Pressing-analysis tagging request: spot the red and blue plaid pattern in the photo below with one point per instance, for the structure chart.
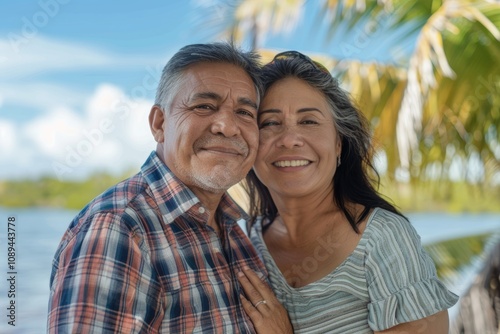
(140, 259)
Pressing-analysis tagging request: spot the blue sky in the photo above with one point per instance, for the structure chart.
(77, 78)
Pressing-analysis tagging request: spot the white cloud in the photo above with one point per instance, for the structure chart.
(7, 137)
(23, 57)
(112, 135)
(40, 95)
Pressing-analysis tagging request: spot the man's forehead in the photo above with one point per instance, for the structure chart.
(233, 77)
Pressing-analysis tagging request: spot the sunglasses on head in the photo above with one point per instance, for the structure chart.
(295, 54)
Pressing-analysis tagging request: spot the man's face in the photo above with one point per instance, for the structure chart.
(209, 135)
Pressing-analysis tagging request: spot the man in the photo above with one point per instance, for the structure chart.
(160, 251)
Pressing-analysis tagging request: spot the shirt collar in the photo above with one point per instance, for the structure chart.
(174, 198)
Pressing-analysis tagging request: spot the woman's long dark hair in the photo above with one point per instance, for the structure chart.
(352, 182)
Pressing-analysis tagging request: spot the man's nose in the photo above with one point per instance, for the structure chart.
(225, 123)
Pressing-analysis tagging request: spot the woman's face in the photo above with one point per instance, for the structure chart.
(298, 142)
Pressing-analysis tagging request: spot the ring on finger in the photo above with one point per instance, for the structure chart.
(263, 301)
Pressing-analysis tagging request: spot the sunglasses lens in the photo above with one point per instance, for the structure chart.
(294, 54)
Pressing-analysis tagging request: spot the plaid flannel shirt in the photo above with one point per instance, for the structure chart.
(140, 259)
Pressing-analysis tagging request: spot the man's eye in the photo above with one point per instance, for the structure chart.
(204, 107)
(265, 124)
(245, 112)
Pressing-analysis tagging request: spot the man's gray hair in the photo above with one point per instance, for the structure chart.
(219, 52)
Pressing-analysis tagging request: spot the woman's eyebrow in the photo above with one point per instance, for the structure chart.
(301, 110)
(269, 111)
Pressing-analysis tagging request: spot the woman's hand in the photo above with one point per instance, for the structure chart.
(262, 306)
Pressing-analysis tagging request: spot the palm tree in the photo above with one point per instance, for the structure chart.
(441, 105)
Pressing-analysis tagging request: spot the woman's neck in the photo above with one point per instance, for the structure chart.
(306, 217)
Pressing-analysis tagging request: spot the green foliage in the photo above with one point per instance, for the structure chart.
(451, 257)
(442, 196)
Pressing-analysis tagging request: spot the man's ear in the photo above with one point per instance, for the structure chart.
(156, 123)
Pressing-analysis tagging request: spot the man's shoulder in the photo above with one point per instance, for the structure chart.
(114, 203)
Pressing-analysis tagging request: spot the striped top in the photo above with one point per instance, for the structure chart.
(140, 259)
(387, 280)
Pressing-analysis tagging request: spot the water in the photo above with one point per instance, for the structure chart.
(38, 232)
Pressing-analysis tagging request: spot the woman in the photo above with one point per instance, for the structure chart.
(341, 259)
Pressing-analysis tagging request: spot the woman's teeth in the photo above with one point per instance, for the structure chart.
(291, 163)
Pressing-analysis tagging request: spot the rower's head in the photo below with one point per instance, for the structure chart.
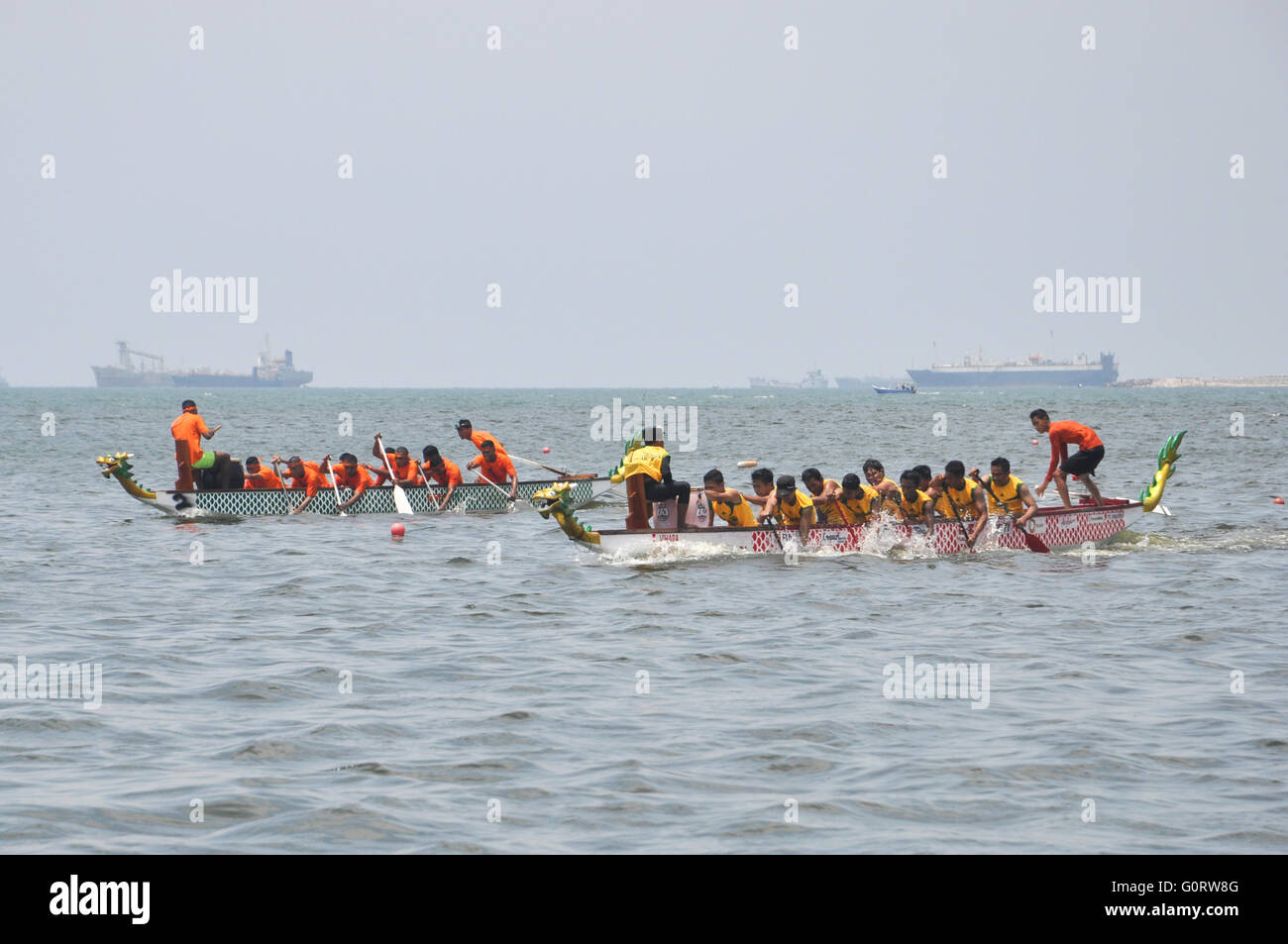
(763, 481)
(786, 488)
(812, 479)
· · · · · · ·
Put every item above into a numbered list, omitting the pictures and any blank lines.

_EXPECTED ANSWER_
1. Pressing-analysis tagging request: spot the red and blue plaid pattern in the photo below with one point per instance, for the structure chart.
2. (140, 259)
3. Pressing-analysis tagging request: spot the blue sky in the photo above with one point per instance, for the structure chart.
4. (77, 78)
5. Pressing-analysis tagging request: spot the white cloud in the photo above with one point per instance, for the structure chart.
6. (7, 137)
7. (23, 57)
8. (112, 135)
9. (40, 95)
10. Pressing-analysis tagging request: spot the man's forehead in the photo above with one point per instance, for the structure chart.
11. (233, 77)
12. Pressing-analysis tagging request: spot the sunglasses on head in the photo above with one point per instance, for the structure chart.
13. (295, 54)
14. Pressing-analysis tagging request: spot the man's face in the photo above with one point per instance, for the structure chart.
15. (209, 135)
16. Pressing-analysis tagging request: spot the man in the photo above with one point per instance, for the structure chart.
17. (160, 251)
18. Pressing-analysis tagging request: spot the shirt collar in the photo above with one point per instance, for the structure chart.
19. (174, 198)
20. Pressing-analysis tagging request: spot the woman's long dark hair in the photo above with one point per instance, for the structure chart.
21. (352, 182)
22. Pressing-analysis tagging request: spot the man's nose in the photo above with one point per instance, for the structure chart.
23. (225, 123)
24. Pressing-analysis tagging request: spot the woman's face in the photo above with one point per instance, for the structure chart.
25. (298, 142)
26. Pressing-analysis tagging request: spot the ring on finger in the photo above with one point per instance, for the structure chart.
27. (263, 301)
28. Pressing-analysis tagging request: spot the sunglasses lens in the photo above with one point per instance, for the structure chart.
29. (294, 54)
30. Pressing-analysis tagging request: spot the plaid flannel shirt in the photo above with one point per instance, for the structure chart.
31. (140, 259)
32. Pressing-analysis tagging request: spot the man's eye in the photo above with one point per instance, for the structure chart.
33. (204, 107)
34. (265, 124)
35. (245, 112)
36. Pressing-analysis tagging request: spot the man's gray hair in the photo above with one point per instance, for the structure chart.
37. (219, 52)
38. Pressing-analysis tagging request: spot the woman's eyebrow in the photo above with one point per instance, for the structure chart.
39. (301, 110)
40. (269, 111)
41. Pressing-analysis tagging request: spot the woman's hand in the photo above with one point per instance, for the structure chart.
42. (262, 306)
43. Pressing-analysis tagging request: spot the palm tree in the photo above with one point per instance, for the structure chart.
44. (441, 105)
45. Pressing-analysis tagging request: spot the woman's neck in the photo above with one point per instance, for the structure chart.
46. (306, 217)
47. Pressing-analysis tagging request: spot the green foliage in the photo above with one point per instance, for the structure chart.
48. (451, 257)
49. (442, 196)
50. Pressing-analysis tagging request: spot the man's ear in the photo above with one point per instance, for the structure chart.
51. (156, 123)
52. Pressing-analysis tagging request: spot the man's shoulder in the photo above with one point per instance, for the structure chart.
53. (114, 203)
54. Pressing-analysis tagging request: spot the striped top in the photo above with one point per instance, for the structure chart.
55. (140, 259)
56. (387, 280)
57. Pressing-analysis tagging request: spot the water in the photo above with one point per instance, for the structure chart.
58. (38, 232)
59. Pressing-analysis tagging request: spot the woman in the photo above with one point per instance, for the structure chart.
60. (341, 259)
61. Pressing-analysis tagging request: spot the woman's teeth in the photo above with one point per instance, for the structure chart.
62. (291, 163)
63. Pressing-analysis tagging request: spot the rower's head in the photo below with one point per instance, for the structure chart.
64. (763, 481)
65. (786, 488)
66. (812, 479)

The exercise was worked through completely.